▶ _WHAT TO PRODUCE_
Beginning at the line containing "Would you mind annotating the logo" and continuing to the end of the records below, give each line again exactly as it stands, and only those lines.

Stored records
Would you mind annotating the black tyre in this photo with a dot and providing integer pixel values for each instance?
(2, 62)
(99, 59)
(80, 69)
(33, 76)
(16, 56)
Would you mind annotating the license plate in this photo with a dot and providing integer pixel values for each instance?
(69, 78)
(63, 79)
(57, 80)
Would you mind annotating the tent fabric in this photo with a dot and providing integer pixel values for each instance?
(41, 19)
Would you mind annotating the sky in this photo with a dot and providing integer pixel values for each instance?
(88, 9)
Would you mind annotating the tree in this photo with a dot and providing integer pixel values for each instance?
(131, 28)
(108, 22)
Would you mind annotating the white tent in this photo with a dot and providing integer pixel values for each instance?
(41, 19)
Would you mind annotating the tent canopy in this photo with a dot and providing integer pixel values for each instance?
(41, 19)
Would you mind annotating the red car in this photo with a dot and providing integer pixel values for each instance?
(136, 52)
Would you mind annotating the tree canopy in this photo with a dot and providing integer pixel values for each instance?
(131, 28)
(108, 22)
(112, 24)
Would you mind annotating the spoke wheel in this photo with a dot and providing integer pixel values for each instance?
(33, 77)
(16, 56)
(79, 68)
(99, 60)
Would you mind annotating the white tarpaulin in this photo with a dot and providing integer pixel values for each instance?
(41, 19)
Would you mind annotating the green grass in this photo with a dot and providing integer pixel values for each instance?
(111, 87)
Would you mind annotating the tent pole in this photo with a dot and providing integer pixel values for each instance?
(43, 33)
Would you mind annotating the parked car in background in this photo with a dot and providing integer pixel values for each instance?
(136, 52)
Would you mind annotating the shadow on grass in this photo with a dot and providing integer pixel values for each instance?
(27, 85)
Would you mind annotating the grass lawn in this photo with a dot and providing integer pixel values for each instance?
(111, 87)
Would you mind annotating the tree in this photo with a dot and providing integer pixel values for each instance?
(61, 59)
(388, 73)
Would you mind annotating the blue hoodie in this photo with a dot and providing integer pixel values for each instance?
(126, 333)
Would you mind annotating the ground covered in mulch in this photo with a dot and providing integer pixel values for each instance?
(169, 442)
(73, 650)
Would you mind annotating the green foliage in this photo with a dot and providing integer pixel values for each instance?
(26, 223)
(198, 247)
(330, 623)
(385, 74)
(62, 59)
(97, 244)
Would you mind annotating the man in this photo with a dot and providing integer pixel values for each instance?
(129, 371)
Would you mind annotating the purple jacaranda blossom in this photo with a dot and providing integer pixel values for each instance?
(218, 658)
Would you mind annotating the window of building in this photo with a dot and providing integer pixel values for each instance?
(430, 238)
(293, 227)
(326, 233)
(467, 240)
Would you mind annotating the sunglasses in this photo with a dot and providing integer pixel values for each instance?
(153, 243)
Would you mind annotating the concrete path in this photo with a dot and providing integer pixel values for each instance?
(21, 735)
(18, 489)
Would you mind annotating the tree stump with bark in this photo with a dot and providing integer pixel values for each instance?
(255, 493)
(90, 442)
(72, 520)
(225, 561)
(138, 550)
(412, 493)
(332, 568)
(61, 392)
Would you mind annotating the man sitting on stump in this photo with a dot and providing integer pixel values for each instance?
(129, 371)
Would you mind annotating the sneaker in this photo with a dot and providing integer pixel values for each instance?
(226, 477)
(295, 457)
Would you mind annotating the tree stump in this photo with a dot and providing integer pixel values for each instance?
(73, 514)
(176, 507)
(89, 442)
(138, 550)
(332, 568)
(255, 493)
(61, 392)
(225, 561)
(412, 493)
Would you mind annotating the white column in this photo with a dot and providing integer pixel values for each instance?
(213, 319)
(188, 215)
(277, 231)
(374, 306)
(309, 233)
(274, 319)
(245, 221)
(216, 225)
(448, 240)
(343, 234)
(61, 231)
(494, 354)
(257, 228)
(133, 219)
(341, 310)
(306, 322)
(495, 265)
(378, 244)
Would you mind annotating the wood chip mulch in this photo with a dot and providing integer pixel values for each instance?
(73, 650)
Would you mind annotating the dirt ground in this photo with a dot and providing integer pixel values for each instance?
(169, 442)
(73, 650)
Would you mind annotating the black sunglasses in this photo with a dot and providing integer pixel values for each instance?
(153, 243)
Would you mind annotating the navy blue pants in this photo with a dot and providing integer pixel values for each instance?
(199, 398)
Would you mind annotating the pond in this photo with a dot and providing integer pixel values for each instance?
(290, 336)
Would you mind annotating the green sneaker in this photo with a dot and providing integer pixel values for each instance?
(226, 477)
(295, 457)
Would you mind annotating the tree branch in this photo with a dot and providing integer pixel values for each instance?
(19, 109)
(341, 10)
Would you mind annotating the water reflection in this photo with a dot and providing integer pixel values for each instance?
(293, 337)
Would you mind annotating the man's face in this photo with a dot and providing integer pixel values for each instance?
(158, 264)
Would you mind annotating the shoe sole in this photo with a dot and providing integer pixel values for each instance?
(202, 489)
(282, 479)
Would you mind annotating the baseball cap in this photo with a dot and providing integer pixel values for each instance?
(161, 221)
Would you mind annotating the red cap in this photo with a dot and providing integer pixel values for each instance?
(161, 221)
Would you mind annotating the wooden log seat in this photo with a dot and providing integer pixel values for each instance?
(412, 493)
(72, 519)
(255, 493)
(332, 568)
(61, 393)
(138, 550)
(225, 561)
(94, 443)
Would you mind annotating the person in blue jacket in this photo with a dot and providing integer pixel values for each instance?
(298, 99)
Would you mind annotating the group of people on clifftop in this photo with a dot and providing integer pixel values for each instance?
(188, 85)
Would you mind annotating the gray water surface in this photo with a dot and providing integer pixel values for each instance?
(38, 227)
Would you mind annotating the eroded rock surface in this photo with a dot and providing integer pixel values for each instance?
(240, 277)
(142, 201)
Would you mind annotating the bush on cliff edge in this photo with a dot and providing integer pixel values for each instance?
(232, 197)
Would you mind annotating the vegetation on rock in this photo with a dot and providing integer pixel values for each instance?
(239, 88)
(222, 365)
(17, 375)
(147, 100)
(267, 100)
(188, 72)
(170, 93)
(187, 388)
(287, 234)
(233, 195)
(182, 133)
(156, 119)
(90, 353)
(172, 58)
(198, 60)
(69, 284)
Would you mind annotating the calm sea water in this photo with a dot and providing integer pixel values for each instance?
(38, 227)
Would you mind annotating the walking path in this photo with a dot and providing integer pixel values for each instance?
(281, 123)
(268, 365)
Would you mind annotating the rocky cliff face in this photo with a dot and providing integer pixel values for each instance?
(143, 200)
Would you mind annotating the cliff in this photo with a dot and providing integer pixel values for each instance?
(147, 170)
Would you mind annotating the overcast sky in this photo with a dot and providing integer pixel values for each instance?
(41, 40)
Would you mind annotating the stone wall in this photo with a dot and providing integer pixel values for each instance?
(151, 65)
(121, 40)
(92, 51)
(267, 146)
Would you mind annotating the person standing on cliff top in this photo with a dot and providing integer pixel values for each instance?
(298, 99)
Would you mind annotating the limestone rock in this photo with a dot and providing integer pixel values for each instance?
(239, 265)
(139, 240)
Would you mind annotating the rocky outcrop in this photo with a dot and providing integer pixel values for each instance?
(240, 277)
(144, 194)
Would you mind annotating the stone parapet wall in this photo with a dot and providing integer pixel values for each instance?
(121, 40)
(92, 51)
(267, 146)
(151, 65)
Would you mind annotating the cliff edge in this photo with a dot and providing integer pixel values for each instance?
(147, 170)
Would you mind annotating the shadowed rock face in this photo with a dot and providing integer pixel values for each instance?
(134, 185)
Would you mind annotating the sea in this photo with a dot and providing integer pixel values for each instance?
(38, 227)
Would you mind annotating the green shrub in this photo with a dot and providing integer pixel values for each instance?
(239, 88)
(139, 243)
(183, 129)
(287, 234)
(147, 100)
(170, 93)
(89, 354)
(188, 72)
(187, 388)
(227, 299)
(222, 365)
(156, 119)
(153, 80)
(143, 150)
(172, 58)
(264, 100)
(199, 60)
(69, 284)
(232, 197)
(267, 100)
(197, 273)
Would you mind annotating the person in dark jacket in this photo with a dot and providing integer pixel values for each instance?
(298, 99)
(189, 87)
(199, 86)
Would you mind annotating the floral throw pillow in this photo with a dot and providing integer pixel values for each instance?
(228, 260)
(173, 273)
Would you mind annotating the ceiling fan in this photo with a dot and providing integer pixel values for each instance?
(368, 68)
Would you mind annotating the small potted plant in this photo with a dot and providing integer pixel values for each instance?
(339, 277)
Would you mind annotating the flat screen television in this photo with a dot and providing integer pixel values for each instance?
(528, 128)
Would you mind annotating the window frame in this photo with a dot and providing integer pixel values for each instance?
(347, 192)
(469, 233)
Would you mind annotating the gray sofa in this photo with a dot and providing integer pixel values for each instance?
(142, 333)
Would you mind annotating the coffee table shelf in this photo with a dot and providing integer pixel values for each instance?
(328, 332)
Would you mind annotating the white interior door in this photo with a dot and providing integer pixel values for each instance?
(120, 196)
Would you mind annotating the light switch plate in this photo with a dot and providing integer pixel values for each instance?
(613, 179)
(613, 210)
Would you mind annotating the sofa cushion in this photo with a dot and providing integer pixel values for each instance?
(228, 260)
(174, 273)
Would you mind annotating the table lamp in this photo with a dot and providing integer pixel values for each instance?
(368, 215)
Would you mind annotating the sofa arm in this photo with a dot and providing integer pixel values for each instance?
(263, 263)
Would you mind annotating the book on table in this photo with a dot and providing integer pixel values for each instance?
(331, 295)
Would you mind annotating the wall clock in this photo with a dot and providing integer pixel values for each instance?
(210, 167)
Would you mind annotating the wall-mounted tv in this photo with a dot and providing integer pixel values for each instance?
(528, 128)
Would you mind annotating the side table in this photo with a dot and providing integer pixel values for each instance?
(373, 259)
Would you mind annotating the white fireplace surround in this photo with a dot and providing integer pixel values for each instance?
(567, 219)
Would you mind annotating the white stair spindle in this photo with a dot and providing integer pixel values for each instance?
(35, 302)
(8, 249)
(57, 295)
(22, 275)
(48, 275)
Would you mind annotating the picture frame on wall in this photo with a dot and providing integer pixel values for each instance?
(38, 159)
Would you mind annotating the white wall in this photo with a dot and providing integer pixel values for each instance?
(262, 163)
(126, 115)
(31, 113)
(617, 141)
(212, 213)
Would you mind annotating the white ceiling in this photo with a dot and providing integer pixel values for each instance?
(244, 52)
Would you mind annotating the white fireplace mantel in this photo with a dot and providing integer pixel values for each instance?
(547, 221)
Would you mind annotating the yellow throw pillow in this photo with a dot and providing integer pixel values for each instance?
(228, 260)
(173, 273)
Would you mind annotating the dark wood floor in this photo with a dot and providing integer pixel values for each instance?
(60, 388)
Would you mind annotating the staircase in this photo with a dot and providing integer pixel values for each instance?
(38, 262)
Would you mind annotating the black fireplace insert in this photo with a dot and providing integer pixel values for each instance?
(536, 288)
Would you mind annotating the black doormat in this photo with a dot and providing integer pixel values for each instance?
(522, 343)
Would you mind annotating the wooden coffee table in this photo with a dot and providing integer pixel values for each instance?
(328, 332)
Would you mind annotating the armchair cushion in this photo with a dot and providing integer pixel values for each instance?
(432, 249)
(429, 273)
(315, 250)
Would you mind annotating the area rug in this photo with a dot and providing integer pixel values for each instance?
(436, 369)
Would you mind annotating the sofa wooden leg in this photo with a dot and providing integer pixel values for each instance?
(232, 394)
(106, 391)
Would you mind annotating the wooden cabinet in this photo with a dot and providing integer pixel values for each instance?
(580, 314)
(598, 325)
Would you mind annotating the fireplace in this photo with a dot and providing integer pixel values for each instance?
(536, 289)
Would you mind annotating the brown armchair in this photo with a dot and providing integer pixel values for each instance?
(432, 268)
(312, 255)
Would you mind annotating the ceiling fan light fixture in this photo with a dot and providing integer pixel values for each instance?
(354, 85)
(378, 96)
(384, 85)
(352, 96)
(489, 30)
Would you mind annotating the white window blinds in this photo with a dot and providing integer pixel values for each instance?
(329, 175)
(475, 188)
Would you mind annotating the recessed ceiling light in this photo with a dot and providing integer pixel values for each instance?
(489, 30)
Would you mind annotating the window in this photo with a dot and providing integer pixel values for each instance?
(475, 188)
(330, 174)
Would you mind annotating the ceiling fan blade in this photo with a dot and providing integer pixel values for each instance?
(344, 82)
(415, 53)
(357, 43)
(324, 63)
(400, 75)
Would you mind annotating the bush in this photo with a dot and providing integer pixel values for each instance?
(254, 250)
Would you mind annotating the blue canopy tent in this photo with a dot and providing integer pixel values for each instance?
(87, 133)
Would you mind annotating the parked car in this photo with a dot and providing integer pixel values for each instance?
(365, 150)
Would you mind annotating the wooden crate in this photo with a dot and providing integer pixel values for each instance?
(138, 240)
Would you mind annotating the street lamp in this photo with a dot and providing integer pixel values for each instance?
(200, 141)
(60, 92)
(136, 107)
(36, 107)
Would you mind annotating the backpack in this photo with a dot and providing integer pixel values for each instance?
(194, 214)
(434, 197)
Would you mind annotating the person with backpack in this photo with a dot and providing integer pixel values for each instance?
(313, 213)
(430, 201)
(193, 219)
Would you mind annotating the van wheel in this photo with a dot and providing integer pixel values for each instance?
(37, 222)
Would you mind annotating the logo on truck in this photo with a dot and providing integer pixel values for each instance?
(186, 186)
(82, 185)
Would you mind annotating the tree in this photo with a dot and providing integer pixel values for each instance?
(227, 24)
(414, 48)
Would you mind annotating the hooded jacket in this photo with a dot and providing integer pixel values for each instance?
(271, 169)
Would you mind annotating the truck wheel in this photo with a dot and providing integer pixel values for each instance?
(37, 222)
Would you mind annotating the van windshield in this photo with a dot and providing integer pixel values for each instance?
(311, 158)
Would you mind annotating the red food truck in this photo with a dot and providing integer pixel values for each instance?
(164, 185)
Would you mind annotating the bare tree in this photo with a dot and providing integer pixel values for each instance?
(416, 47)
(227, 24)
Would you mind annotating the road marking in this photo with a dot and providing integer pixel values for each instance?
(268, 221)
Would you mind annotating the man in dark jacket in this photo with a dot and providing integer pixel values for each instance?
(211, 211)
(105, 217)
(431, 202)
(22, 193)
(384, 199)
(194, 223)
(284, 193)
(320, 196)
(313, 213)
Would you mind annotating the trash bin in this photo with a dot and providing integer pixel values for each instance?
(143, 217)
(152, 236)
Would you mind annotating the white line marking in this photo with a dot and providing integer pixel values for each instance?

▶ _FULL OUTPUT_
Would you mind annotating the logo on truck in this photo with a dot and providing integer pixel values for each instance?
(186, 186)
(82, 185)
Would you mind annotating the tree in this photo with a dot and providing integer pixel values for each instance?
(227, 24)
(414, 48)
Would you mind annotating the hooded jacket in this photo with a dot and providing integer pixel values for each instance?
(271, 169)
Would you mind annotating the truck wheel in this photo with a dot and providing integer pixel values for each instance?
(37, 222)
Would you mind annotating the van windshield in this photo with a dot and providing integer pixel values for each instance?
(311, 158)
Would you mind annotating the red food truck in this photo with a dot and providing integer pixel values for each instance?
(164, 185)
Would you mind annotating the bare tree in this photo with a dot and providing integer pixel values for each instance?
(416, 47)
(227, 24)
Would you mind annotating the road marking in this photo with a dot and providing integer pixel values for each instance?
(268, 221)
Would you mind annotating the man in dark jacket in this photo with a dot and providing integer pixel values for each instance?
(211, 211)
(105, 217)
(431, 202)
(22, 193)
(384, 199)
(194, 223)
(284, 193)
(320, 196)
(313, 213)
Would you mind annotating the trash bin in this photo with a dot and providing integer pixel values for each instance?
(143, 217)
(152, 236)
Would you mind annotating the white line marking in this photo with a dot and providing integer pixel values for each instance?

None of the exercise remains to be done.